# TEXTE DE LA PAGE:
L'échec était tellement prévisible que les CCI, les greffes et d'autres professionnels des démarches administratives avaient conseillé aux entreprises d'effectuer leurs formalités avant le 31 décembre pour ne pas subir le désastre annoncé du guichet unique. Pour ces entreprises, le traitement des formalités va prendre du retard mais va être fait. Pour les autres, des démarches ne seront pas faites et d'autres ont même dû être réalisées sur papier, comme avant la création d'Infogreffe en 2010 ! Les entreprises n'ont même pas l'assurance que les formalités seront prises en compte dans les temps. Des cabinets d'avocats n'ont plus la traçabilité que les demandes sont en cours.
Que faut-il faire pour réparer la plateforme et pour aider les entreprises ?
Réparer l'urgence. Remettre Infogreffe en marche pour six mois, le temps de réparer le guichet unique [cela a été fait partiellement le 13 janvier, Ndlr] car il en va de la survie de certaines entreprises. Il faut ensuite étoffer en urgence les équipes avec des gens qui savent comment mener un projet informatique.
L'État n'est pas capable de gérer un gros projet informatique du début à la fin, car c'est un vrai métier. Il ne suffit pas d'avoir fait une école prestigieuse pour mener efficacement de tels chantiers. Cela s'apprend et les compétences existent dans notre pays, même s'il faut aller les chercher dans le privé. Pourquoi se prive-t-on de l'expertise de Capgemini,
Atos, Onepoint, Orange, ou d'autres entreprises françaises spécialisées dans la transformation numérique des entreprises et organisations ?

# DONNÉES FOURNIES:
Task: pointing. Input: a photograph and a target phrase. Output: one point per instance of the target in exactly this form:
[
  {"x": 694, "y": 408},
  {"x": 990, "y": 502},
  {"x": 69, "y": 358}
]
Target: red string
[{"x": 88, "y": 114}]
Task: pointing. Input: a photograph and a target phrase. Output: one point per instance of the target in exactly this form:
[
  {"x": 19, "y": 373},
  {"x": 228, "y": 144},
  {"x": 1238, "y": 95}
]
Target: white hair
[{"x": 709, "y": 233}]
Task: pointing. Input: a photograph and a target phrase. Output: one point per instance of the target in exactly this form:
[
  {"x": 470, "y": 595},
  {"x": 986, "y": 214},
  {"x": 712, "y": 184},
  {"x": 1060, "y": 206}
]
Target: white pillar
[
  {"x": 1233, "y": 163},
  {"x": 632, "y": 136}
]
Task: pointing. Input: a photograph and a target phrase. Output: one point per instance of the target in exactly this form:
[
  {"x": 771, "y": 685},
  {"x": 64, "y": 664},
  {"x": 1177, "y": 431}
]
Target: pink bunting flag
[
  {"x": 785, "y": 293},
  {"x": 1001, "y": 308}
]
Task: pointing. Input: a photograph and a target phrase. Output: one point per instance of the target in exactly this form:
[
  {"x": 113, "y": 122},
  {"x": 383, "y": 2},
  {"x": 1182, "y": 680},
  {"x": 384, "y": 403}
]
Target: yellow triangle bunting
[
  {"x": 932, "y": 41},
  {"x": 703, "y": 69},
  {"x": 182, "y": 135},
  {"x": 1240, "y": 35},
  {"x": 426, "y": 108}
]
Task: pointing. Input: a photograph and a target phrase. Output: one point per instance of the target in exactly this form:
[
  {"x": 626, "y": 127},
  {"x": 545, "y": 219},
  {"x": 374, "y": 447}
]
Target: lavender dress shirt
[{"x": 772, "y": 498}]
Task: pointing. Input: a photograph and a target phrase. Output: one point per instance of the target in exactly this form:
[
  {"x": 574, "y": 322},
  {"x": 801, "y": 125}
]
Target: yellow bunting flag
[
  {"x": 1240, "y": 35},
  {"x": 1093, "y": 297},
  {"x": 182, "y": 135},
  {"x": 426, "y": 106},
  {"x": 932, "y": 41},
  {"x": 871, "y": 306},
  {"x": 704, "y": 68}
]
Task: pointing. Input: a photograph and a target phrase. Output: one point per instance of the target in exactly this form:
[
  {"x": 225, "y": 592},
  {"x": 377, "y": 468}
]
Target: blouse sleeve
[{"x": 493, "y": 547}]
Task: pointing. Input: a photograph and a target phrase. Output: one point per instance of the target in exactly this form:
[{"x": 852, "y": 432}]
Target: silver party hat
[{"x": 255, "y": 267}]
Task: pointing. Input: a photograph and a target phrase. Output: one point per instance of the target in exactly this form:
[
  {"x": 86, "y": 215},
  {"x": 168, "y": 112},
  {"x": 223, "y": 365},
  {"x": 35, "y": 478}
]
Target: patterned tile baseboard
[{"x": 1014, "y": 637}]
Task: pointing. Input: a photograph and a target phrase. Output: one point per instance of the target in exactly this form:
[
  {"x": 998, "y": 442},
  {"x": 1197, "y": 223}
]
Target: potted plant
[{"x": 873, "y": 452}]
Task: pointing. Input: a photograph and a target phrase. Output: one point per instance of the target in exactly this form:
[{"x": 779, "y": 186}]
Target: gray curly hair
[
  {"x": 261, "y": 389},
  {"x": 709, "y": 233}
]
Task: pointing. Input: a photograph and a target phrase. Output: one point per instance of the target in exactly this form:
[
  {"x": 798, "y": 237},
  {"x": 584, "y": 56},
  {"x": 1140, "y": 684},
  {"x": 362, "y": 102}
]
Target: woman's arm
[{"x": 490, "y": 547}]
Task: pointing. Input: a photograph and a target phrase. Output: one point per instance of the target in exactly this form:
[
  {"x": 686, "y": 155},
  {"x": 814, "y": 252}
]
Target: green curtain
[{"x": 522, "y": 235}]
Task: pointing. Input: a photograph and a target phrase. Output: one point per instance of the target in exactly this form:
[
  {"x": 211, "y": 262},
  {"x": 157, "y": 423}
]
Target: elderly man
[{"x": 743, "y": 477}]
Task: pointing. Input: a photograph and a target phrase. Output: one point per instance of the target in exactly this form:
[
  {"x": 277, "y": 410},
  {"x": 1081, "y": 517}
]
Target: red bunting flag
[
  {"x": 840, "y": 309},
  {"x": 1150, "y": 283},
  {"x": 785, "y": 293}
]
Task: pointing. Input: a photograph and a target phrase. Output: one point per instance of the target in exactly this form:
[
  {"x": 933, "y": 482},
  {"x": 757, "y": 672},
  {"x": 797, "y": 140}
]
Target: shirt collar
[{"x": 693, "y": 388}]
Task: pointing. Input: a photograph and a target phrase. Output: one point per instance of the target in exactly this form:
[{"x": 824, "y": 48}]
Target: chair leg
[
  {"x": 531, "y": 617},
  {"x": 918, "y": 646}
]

# CONSIGNE:
D'après le texte sur le guichet unique, avant quelle date les CCI et les greffes avaient-ils conseillé aux entreprises d'effectuer leurs formalités ?

# CORRIGÉ:
Avant le 31 décembre.